-- Opening Marker --
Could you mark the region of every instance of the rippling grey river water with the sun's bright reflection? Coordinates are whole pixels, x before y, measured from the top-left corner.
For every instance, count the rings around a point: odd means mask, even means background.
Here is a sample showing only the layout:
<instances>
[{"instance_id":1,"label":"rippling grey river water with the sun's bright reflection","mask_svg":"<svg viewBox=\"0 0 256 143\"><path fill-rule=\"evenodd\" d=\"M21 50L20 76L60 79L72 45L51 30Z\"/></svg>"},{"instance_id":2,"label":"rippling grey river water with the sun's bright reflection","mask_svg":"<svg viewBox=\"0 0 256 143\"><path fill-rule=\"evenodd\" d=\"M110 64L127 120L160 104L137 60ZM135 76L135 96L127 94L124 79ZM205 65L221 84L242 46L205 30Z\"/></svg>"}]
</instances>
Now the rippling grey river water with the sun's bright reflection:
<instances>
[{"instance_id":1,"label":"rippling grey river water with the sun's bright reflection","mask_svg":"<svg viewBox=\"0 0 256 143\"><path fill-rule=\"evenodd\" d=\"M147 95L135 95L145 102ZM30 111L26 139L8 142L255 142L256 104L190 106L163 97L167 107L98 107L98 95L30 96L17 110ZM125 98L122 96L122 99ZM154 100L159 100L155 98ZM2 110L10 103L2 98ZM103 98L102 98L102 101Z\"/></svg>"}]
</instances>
-- Closing Marker --
-- Opening Marker --
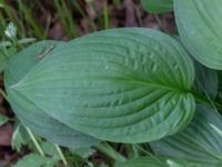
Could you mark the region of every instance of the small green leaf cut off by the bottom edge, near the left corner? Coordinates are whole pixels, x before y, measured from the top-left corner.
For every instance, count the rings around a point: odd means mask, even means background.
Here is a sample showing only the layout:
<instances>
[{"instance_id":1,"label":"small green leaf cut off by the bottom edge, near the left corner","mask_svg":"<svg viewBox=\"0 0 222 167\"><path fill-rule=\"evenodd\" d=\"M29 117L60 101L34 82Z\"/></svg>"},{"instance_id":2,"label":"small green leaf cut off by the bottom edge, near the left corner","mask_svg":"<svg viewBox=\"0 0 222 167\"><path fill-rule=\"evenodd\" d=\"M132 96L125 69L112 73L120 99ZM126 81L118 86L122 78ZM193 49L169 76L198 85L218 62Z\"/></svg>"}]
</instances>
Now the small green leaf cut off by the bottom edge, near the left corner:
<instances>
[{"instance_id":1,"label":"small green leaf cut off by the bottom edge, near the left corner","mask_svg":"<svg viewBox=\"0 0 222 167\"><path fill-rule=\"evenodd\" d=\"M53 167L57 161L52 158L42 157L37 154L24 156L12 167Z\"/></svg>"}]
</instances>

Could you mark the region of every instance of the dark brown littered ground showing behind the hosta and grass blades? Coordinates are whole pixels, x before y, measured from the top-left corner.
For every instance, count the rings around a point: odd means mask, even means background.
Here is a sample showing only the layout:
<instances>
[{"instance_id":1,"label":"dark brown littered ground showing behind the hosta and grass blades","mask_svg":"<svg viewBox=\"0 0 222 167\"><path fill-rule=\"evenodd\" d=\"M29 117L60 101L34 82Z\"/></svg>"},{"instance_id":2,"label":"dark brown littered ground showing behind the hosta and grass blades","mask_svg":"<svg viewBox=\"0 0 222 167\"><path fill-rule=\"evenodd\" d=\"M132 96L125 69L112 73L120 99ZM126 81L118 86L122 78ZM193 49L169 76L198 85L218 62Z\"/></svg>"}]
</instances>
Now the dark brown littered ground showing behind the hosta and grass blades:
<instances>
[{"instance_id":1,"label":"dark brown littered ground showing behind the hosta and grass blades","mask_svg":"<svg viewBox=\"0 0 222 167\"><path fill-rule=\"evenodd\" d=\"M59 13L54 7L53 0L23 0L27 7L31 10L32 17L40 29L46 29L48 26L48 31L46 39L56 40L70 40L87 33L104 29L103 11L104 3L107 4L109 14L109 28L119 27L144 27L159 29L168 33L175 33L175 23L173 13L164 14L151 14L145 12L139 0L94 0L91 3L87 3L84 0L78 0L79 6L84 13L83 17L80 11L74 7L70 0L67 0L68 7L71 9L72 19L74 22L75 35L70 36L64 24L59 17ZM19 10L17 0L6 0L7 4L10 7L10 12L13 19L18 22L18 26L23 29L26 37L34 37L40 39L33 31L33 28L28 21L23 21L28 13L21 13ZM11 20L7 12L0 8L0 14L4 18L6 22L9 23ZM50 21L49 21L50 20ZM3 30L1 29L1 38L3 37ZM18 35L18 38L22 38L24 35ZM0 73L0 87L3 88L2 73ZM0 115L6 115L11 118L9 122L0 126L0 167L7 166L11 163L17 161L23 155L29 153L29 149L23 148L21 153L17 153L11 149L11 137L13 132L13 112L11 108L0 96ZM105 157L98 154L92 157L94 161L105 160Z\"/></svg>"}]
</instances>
-- Closing Marker --
What to do: Could you work out how many lines in the records include "pixels"? Answer with the number only.

Response to this task: 3